(DATASET)
····················

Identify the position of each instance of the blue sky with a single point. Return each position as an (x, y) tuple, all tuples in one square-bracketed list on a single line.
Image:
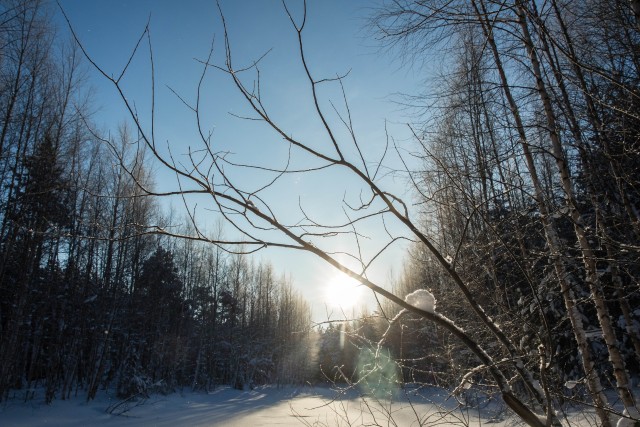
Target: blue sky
[(336, 42)]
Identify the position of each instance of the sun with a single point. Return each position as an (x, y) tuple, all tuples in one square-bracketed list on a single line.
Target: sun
[(343, 292)]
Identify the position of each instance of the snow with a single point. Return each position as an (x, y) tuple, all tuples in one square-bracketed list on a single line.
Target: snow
[(285, 407), (627, 422), (264, 406), (422, 299)]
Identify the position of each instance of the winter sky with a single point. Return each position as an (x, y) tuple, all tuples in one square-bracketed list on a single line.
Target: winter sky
[(336, 41)]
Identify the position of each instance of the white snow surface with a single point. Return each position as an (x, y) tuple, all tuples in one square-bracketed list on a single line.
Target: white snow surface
[(422, 299), (266, 406)]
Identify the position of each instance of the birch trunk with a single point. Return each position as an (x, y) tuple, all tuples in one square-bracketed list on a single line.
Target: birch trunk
[(552, 238), (588, 256)]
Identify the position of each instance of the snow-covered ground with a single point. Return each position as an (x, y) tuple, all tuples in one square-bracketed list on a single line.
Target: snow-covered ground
[(260, 407)]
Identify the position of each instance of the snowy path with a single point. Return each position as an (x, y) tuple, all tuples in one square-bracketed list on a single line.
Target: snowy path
[(228, 407)]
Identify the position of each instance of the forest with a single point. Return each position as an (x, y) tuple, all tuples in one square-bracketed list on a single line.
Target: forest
[(523, 221)]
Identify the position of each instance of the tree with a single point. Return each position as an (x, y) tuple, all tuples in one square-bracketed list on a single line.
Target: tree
[(246, 208)]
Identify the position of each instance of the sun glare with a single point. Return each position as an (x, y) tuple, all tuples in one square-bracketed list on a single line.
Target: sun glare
[(343, 292)]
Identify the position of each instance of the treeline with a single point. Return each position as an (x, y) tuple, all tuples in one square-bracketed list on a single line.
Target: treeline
[(530, 184), (89, 298)]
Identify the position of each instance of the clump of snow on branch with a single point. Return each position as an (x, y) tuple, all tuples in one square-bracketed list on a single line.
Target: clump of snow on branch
[(422, 299)]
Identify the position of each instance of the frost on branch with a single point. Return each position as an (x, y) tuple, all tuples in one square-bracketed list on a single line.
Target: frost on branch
[(422, 299)]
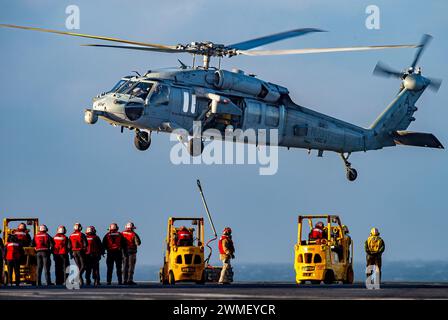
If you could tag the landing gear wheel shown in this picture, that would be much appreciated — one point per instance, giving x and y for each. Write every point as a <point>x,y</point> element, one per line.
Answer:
<point>195,147</point>
<point>352,174</point>
<point>142,140</point>
<point>171,279</point>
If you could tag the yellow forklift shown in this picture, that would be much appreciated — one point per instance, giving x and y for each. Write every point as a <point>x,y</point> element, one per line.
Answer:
<point>184,262</point>
<point>28,263</point>
<point>187,263</point>
<point>329,259</point>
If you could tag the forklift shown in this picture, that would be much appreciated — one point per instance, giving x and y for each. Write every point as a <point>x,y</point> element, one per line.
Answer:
<point>186,262</point>
<point>28,263</point>
<point>329,259</point>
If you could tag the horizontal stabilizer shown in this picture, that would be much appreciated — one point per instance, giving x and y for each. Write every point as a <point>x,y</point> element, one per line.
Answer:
<point>417,139</point>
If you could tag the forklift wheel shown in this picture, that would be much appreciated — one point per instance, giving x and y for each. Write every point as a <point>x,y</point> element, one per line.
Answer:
<point>329,277</point>
<point>349,278</point>
<point>162,279</point>
<point>5,278</point>
<point>171,280</point>
<point>202,281</point>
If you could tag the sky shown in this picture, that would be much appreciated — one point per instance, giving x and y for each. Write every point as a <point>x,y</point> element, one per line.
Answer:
<point>56,167</point>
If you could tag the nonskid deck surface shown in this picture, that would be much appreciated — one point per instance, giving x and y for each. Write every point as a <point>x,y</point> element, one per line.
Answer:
<point>248,290</point>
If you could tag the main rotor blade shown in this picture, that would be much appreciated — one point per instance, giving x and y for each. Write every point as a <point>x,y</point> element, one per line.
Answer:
<point>382,69</point>
<point>136,48</point>
<point>253,43</point>
<point>319,50</point>
<point>145,44</point>
<point>426,39</point>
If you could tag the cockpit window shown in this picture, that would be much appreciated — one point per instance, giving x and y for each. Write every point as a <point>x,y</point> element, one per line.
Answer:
<point>118,85</point>
<point>140,90</point>
<point>125,86</point>
<point>160,95</point>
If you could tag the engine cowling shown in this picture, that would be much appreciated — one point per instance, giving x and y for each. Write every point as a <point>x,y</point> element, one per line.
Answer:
<point>238,81</point>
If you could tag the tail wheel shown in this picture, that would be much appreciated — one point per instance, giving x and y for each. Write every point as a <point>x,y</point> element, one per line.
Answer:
<point>349,277</point>
<point>352,174</point>
<point>142,140</point>
<point>195,147</point>
<point>329,277</point>
<point>171,279</point>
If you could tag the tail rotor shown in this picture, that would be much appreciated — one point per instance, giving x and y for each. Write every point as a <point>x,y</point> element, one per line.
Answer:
<point>383,70</point>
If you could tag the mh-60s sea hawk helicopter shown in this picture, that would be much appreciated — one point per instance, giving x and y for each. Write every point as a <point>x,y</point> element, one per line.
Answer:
<point>168,100</point>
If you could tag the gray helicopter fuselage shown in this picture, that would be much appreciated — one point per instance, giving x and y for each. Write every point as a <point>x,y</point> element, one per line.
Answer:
<point>220,99</point>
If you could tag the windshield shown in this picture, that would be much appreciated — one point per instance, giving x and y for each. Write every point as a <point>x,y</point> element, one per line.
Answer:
<point>125,86</point>
<point>118,85</point>
<point>160,95</point>
<point>140,90</point>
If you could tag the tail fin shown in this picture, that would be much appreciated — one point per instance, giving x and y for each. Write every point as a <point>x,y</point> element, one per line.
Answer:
<point>399,113</point>
<point>417,139</point>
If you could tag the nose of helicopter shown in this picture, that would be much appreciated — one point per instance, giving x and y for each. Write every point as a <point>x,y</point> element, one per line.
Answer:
<point>117,109</point>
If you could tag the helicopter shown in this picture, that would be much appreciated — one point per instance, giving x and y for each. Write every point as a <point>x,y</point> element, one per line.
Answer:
<point>169,100</point>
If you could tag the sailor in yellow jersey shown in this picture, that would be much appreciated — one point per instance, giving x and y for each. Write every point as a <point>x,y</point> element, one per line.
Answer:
<point>374,247</point>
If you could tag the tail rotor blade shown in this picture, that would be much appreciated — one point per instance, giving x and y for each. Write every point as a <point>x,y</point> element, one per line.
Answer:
<point>383,70</point>
<point>426,39</point>
<point>434,84</point>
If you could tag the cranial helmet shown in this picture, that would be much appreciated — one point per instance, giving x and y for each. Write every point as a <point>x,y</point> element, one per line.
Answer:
<point>319,225</point>
<point>91,229</point>
<point>130,226</point>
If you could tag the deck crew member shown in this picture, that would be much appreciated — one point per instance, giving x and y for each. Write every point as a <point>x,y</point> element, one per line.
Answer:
<point>226,253</point>
<point>60,254</point>
<point>113,243</point>
<point>132,241</point>
<point>93,256</point>
<point>78,245</point>
<point>43,244</point>
<point>374,247</point>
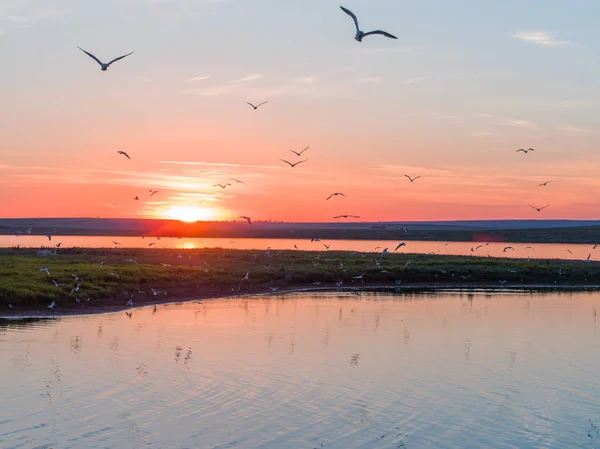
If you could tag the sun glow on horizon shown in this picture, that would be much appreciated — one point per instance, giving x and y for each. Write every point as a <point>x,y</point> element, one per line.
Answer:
<point>190,214</point>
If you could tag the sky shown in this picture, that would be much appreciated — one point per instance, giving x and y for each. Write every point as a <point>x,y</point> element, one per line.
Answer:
<point>466,84</point>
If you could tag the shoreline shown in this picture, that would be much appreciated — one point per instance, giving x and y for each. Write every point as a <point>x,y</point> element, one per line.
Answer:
<point>24,313</point>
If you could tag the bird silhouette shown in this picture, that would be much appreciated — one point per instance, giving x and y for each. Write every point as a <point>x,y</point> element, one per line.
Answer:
<point>103,65</point>
<point>360,35</point>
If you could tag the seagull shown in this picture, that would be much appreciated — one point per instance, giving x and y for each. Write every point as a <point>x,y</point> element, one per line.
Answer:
<point>299,154</point>
<point>539,208</point>
<point>293,165</point>
<point>257,106</point>
<point>360,34</point>
<point>335,194</point>
<point>400,245</point>
<point>102,64</point>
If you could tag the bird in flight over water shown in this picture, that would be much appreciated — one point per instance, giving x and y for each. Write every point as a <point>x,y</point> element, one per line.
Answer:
<point>539,209</point>
<point>360,34</point>
<point>335,194</point>
<point>299,154</point>
<point>293,165</point>
<point>103,65</point>
<point>258,105</point>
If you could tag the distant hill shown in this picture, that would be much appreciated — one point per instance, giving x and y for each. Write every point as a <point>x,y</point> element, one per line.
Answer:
<point>564,231</point>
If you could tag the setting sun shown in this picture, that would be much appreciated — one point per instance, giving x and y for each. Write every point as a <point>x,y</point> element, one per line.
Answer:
<point>189,214</point>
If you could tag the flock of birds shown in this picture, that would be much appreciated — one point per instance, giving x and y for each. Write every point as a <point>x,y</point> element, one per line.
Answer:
<point>359,36</point>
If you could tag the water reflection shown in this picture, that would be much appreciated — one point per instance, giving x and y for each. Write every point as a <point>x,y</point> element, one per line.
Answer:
<point>332,371</point>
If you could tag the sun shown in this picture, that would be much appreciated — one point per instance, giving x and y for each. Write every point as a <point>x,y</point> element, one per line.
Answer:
<point>189,214</point>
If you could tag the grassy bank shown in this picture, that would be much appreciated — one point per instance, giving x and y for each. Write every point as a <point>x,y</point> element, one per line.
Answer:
<point>112,277</point>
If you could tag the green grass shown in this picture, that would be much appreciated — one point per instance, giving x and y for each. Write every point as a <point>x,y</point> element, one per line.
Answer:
<point>206,272</point>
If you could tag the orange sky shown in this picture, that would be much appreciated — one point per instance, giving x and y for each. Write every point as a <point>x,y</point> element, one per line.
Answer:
<point>434,104</point>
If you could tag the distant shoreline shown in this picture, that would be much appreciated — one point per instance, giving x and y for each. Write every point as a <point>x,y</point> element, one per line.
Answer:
<point>109,307</point>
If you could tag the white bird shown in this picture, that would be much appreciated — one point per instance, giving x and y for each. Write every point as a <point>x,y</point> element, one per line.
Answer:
<point>539,209</point>
<point>300,153</point>
<point>248,219</point>
<point>335,194</point>
<point>360,34</point>
<point>258,105</point>
<point>103,65</point>
<point>400,245</point>
<point>293,165</point>
<point>412,179</point>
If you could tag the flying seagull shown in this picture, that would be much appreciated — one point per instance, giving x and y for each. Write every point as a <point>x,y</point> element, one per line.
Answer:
<point>300,153</point>
<point>335,194</point>
<point>258,105</point>
<point>102,64</point>
<point>360,34</point>
<point>539,209</point>
<point>293,165</point>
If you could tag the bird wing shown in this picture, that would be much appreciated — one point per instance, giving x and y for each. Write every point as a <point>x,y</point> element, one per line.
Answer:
<point>351,14</point>
<point>119,58</point>
<point>383,33</point>
<point>91,55</point>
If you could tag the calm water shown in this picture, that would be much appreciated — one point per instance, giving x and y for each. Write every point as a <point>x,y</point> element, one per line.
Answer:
<point>521,250</point>
<point>329,371</point>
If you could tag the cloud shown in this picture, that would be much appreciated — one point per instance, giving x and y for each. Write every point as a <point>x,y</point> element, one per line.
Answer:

····················

(WHAT IS REQUIRED) All lines with the word "tail" are needed; pull them from the entries and copy each.

(REPLY TO THE EXERCISE)
If you could tag the tail wheel shown in this picture, that would be much appreciated — one point per instance, giving x and y for each. Write every point as a <point>x,y</point> element, one per line.
If you could tag the tail rotor shown in this picture, that would be much appreciated — one point per instance, giving x and y for each. Write every point as a <point>x,y</point> element, one per line.
If you could tag the tail fin shown in this picture, that would be much appreciated — one point per instance, giving x and y for each. Write every point as a <point>x,y</point> element, one per line.
If you could tag the tail rotor blade shown in this picture, that would be much appreciated — one point per instance, giving x and y for each. Write every point as a <point>x,y</point> element, one per line.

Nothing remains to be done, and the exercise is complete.